Retype the line with "shoot in the photo above." in it, then each line after it to the end of the data, word for word.

(Stored items from a collection)
┏━━

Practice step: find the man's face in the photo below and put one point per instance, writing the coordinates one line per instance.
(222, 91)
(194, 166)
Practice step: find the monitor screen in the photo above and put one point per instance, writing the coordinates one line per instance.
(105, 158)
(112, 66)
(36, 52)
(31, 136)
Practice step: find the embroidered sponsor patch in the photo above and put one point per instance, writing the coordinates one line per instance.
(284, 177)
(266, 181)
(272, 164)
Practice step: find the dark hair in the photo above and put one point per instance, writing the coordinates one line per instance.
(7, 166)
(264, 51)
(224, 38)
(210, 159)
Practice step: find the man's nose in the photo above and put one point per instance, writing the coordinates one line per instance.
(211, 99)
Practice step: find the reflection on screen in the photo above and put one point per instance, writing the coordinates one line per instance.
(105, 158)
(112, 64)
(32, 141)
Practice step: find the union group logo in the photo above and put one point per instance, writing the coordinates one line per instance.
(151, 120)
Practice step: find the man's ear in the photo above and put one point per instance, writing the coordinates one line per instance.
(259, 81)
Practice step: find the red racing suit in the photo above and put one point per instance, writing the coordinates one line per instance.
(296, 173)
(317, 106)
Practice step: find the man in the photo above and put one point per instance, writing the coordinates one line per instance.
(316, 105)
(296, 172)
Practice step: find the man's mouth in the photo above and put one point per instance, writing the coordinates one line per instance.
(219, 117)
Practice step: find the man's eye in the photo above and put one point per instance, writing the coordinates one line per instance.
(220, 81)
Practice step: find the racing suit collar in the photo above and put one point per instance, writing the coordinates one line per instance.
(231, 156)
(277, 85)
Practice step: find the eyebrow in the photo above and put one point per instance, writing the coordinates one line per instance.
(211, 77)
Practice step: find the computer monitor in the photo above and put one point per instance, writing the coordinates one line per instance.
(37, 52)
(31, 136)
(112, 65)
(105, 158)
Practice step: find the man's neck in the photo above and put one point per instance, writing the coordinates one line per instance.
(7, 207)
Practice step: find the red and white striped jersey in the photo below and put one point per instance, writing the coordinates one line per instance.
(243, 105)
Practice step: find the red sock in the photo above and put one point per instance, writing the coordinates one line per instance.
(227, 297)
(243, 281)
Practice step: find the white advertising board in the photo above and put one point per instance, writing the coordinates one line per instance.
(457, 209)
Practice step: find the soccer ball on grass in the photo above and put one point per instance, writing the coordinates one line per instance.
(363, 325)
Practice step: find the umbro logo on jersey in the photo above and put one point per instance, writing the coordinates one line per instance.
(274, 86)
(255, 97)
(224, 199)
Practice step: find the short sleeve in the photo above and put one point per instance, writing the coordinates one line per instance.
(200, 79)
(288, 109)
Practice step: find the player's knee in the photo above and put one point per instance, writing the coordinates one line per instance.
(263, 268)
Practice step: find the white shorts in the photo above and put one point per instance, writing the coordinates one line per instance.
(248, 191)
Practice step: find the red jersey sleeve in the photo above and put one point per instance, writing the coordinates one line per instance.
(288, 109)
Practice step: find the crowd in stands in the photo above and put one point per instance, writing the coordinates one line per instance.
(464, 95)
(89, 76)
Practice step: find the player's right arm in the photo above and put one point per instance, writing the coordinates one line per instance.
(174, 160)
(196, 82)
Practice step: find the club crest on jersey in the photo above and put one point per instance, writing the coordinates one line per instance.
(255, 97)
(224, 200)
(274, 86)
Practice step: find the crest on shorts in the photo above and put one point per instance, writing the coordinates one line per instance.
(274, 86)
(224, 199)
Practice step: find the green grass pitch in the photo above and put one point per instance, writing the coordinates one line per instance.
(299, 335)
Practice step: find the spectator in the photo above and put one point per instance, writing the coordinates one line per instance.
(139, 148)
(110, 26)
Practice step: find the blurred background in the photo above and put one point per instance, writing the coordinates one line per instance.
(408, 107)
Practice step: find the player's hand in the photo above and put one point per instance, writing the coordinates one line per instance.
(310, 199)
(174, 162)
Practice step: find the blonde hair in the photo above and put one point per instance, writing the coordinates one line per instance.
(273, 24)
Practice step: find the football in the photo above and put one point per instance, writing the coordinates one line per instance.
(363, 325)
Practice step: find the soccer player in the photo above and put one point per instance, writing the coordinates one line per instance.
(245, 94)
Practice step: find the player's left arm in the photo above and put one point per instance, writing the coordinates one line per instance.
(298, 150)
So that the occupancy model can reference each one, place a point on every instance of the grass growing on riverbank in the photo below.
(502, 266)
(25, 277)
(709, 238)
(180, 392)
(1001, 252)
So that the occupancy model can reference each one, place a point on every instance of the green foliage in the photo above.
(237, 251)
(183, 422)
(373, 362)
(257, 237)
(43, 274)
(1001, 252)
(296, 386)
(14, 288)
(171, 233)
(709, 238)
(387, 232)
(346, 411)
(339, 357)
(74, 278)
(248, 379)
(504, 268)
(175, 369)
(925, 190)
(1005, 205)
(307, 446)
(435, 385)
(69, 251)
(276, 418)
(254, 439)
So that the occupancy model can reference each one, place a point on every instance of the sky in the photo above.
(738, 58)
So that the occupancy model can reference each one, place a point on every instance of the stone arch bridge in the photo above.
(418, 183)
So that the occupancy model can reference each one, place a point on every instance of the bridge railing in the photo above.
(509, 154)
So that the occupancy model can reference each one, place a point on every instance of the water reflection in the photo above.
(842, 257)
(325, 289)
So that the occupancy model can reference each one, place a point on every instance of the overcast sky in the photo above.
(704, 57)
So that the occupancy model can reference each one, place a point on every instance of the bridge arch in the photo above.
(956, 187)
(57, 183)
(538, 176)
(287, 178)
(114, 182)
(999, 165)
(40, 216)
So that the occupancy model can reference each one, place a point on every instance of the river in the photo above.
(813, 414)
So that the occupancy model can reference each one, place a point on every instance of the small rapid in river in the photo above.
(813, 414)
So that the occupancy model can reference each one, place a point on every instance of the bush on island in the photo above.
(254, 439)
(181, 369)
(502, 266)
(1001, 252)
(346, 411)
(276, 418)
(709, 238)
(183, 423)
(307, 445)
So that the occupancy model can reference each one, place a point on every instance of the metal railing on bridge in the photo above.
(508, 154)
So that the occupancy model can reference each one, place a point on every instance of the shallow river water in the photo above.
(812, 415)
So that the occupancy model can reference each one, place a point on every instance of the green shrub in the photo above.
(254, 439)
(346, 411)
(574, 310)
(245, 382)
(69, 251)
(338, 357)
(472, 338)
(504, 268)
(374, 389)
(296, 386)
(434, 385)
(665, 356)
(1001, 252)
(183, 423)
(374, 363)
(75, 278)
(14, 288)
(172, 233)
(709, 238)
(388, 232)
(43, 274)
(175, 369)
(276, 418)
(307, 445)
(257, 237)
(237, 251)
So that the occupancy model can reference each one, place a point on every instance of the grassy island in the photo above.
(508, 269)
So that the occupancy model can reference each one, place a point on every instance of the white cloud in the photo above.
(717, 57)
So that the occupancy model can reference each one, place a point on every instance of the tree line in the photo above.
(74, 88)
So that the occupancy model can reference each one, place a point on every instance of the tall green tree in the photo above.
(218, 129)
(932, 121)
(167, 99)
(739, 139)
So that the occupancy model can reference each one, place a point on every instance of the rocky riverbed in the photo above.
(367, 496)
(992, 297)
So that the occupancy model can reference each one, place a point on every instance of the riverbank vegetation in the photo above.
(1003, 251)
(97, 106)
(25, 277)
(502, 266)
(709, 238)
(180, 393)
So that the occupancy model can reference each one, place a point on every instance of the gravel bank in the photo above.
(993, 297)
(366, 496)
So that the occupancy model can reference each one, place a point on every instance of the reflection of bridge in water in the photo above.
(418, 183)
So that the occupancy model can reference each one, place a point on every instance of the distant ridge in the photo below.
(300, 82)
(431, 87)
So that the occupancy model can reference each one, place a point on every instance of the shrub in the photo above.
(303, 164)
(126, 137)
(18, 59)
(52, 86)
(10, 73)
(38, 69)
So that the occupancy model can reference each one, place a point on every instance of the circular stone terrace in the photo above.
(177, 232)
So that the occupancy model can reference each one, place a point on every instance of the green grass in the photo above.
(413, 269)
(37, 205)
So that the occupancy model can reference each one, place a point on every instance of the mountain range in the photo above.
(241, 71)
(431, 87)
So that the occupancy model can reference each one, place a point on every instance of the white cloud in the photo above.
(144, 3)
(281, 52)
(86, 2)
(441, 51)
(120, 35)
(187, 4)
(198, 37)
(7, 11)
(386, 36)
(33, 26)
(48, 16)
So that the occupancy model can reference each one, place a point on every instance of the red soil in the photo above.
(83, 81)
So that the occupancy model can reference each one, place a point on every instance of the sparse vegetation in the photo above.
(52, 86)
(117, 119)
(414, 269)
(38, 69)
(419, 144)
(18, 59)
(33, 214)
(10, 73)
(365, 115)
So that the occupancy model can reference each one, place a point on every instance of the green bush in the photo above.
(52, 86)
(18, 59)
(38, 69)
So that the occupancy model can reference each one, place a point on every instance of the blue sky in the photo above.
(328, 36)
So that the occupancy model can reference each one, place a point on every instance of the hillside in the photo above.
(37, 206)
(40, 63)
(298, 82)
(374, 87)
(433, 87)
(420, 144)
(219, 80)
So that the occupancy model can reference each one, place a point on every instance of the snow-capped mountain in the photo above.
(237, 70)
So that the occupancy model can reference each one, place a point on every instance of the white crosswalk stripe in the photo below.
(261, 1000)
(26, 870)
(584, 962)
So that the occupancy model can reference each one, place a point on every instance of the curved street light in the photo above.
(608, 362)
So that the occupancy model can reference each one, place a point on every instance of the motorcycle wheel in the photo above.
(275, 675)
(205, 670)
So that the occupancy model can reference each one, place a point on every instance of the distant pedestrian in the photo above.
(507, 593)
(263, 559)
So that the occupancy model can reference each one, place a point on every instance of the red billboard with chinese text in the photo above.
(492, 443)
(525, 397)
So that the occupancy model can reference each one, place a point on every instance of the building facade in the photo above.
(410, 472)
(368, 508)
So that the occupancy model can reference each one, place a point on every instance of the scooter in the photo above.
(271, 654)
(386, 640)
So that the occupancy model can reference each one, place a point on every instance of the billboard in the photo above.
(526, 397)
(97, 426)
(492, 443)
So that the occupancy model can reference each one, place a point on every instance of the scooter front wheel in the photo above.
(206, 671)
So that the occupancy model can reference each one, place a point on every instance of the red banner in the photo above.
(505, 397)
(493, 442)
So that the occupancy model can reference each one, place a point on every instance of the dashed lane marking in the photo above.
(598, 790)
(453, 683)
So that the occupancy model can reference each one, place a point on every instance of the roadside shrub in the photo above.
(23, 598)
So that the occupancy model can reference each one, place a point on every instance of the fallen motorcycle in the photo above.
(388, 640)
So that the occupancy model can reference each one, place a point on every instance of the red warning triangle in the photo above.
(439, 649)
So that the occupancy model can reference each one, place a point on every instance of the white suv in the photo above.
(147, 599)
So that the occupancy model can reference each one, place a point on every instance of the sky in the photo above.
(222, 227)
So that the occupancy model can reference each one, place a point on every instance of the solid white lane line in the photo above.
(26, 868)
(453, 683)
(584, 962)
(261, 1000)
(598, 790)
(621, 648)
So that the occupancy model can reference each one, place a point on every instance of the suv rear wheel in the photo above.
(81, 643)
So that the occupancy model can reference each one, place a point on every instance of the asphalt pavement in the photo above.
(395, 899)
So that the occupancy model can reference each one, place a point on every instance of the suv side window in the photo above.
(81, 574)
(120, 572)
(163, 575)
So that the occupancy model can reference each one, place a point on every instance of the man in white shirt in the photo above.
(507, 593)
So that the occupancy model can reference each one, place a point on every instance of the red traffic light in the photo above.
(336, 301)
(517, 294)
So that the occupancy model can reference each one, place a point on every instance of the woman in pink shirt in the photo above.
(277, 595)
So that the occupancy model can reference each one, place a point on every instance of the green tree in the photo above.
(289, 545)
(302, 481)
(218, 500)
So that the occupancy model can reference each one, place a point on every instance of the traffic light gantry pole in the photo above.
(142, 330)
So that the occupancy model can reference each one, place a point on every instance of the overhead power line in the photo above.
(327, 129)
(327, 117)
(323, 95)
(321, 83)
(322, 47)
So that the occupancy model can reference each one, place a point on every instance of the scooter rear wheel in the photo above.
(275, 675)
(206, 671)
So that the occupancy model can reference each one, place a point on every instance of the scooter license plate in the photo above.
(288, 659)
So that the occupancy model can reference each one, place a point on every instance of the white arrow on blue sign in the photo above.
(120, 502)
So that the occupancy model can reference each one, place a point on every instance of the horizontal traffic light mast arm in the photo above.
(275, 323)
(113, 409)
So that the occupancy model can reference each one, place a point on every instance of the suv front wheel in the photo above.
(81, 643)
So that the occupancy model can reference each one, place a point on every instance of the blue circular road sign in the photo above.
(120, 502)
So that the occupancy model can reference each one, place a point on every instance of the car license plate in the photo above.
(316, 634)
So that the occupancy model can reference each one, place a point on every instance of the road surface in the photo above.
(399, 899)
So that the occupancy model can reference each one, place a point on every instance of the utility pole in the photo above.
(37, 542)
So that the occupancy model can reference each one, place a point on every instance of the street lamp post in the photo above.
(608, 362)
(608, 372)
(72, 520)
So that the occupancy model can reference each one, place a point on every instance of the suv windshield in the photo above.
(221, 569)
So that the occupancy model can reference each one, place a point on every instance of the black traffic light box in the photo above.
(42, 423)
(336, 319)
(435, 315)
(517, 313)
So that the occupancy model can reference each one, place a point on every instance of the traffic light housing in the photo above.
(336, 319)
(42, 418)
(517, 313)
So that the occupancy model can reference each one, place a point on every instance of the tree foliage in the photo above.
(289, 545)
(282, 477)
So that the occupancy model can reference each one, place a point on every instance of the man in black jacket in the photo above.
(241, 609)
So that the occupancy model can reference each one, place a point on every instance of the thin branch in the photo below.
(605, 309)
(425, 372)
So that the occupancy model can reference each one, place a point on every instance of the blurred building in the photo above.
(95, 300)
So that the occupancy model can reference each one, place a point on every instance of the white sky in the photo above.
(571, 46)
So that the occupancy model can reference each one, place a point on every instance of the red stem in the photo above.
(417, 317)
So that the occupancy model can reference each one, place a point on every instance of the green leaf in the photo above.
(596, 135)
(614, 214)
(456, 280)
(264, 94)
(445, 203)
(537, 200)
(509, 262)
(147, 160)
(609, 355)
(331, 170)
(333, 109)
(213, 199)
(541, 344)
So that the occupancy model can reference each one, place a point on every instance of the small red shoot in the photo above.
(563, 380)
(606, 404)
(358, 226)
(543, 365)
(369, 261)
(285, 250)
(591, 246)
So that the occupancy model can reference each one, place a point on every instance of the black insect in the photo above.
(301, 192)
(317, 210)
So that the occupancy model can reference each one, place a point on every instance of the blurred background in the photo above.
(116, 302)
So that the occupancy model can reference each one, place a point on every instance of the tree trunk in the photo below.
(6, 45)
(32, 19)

┗━━

ANSWER BOX:
So that the occupancy model can reference each one, place a point on every instance of the small red shoot in the photo above.
(563, 380)
(606, 404)
(358, 226)
(543, 365)
(369, 261)
(285, 250)
(591, 246)
So that the occupancy model can reference each one, place a point on every instance of the black insect in the photo above.
(301, 192)
(317, 210)
So that the occupancy model can reference each one, place a point on every instance of the blurred background in the photo above.
(116, 302)
So that the occupancy model can reference each one, place a point on every instance of the tree trunk in the photo below.
(6, 45)
(32, 19)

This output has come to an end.